:: INSTRUCTIONS FOR THE TASK ::
Pull out every line below that contains the word "tags".

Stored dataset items
──────

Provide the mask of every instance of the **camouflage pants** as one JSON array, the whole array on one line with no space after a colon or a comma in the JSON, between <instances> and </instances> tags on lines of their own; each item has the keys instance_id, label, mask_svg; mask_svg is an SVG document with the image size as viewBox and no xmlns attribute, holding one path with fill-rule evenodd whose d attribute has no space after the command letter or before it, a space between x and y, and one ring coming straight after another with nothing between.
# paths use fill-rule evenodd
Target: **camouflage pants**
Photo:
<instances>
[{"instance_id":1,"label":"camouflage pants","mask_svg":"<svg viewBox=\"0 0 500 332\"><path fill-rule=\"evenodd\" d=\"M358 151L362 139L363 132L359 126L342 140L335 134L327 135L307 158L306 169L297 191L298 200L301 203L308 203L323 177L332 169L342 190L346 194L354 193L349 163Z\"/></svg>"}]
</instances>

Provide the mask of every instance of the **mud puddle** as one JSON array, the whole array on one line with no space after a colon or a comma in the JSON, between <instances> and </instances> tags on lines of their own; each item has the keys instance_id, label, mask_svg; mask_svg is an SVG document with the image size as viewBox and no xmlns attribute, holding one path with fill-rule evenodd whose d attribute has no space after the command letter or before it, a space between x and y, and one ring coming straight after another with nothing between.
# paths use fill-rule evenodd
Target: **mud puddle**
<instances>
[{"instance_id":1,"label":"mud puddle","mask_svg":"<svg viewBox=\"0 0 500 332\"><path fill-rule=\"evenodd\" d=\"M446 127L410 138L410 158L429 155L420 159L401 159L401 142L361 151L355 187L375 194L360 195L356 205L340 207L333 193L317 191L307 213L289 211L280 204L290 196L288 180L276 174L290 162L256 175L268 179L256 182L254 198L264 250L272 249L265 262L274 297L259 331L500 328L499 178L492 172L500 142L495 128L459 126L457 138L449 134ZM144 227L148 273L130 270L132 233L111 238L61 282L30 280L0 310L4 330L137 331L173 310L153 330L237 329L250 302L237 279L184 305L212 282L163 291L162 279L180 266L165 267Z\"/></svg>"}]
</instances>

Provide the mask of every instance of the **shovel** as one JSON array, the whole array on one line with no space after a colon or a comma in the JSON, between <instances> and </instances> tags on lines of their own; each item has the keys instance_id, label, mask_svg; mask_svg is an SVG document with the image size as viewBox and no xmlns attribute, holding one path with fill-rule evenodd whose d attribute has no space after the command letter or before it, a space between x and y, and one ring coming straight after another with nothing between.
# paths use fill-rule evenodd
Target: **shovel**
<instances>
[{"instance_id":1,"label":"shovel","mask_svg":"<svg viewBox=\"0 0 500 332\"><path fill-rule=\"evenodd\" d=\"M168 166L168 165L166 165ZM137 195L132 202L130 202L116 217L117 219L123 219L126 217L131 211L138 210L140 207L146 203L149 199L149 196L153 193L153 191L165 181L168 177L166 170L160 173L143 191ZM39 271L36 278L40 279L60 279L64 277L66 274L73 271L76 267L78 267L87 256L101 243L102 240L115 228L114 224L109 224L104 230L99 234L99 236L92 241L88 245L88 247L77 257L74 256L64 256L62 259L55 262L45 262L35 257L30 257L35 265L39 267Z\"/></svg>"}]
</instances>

──────

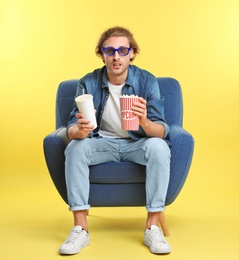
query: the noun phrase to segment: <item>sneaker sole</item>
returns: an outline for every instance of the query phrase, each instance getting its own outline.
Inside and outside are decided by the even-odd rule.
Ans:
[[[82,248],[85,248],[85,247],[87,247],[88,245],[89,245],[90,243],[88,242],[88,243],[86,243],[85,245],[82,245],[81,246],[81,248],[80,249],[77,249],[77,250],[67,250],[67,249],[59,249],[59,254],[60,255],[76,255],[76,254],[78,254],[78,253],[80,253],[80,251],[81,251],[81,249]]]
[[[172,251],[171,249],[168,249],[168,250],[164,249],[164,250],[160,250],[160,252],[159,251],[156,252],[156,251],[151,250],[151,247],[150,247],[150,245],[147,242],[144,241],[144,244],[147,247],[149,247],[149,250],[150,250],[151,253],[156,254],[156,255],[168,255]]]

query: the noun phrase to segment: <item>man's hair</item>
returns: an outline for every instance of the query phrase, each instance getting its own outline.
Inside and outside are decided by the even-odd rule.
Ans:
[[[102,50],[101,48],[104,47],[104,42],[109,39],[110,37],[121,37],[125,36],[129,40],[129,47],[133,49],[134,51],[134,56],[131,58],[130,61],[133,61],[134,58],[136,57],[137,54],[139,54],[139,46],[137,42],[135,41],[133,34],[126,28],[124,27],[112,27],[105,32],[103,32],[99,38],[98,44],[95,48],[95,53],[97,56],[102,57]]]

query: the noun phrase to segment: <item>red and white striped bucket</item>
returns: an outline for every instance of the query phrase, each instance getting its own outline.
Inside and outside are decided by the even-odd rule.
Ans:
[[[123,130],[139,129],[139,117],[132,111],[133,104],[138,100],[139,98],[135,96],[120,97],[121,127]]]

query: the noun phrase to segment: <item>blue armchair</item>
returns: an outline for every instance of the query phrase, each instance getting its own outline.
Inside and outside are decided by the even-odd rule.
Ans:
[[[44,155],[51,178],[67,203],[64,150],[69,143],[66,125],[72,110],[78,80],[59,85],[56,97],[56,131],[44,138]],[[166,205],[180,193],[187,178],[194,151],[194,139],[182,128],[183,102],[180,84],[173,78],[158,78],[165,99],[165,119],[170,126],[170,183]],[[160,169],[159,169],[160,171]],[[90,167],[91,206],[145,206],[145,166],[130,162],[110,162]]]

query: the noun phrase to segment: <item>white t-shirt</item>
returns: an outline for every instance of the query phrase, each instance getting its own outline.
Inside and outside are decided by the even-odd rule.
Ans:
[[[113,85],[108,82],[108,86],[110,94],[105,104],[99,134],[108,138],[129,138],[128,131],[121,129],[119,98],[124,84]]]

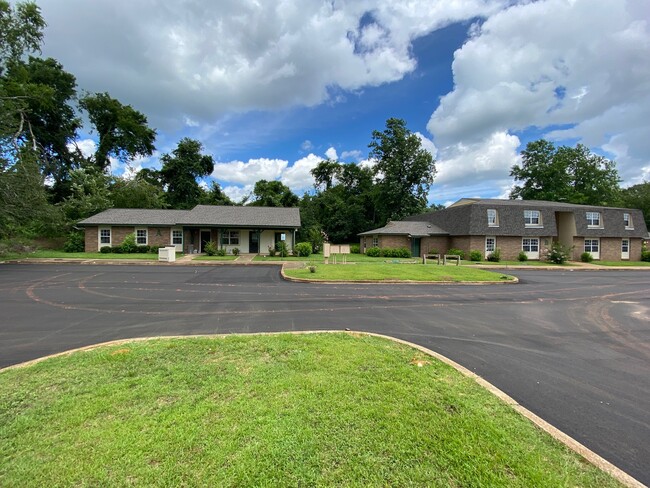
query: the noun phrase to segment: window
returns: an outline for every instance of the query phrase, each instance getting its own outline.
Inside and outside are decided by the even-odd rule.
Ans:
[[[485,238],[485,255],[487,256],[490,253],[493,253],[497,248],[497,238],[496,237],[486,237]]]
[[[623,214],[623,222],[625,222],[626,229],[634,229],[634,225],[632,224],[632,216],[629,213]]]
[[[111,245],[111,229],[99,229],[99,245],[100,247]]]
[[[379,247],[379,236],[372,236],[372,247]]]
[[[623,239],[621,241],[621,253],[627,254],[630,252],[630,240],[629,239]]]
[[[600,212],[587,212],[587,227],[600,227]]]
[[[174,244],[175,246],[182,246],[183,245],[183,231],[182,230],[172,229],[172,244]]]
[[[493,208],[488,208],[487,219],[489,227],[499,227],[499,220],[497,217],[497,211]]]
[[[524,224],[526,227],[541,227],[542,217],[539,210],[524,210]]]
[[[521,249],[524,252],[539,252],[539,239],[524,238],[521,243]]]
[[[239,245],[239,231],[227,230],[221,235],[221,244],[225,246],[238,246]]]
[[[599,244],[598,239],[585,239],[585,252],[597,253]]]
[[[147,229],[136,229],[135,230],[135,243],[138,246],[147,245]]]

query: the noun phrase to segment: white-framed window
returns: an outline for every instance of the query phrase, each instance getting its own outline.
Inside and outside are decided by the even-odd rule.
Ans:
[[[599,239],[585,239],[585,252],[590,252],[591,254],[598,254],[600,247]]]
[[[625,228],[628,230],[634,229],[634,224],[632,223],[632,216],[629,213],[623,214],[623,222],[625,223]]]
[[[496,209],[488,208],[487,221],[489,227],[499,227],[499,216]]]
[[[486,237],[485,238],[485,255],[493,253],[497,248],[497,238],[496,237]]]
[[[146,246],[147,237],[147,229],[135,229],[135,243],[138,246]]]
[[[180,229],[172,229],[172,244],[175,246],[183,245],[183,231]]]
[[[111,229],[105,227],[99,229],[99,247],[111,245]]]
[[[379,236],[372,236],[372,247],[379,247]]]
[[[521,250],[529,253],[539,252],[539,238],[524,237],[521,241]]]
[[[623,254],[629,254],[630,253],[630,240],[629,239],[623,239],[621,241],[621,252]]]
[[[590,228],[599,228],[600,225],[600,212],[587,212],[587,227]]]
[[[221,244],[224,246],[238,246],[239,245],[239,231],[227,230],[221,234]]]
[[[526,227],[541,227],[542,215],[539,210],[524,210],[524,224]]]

──────

:: ANSWER TO THIS EXERCISE ::
Provide the mask of every instance of the **camouflage pants** as one JSON array, the whole array on one line with no space after a colon or a comma in the JSON, between <instances> and </instances> tags on lines of their own; each item has the keys instance_id, label, mask_svg; mask_svg is an SVG document with the image size as viewBox and no xmlns attribute, holding one path with fill-rule evenodd whose d attribute has no space after the command letter or before it, a space between x and y, and one ring coming straight after another with nothing between.
Provide the mask of every instance of the **mud puddle** as one JSON array, the whole array on one line with no space after a colon or a comma in the JSON, between <instances> and </instances> tags on lines of their own; each item has the keys instance_id, label, mask_svg; mask_svg is an SVG document with the image size as viewBox and no xmlns attribute, holding one path with fill-rule evenodd whose d attribute has no space after the command letter or before it, a space between x and y, and one ring coming straight after another with nothing between.
Provide the mask of every instance of the **shovel** as one JSON array, the whole array on one line with no space after a colon or a comma in the JSON, between <instances> and </instances> tags on lines of their own; each item has the keys instance_id, label, mask_svg; mask_svg is an SVG document with the image size as viewBox and no xmlns attribute, holding one path with fill-rule evenodd whose d attribute has no space after the command letter or before it, a space between x and y, and one ring coming straight after another with nothing between.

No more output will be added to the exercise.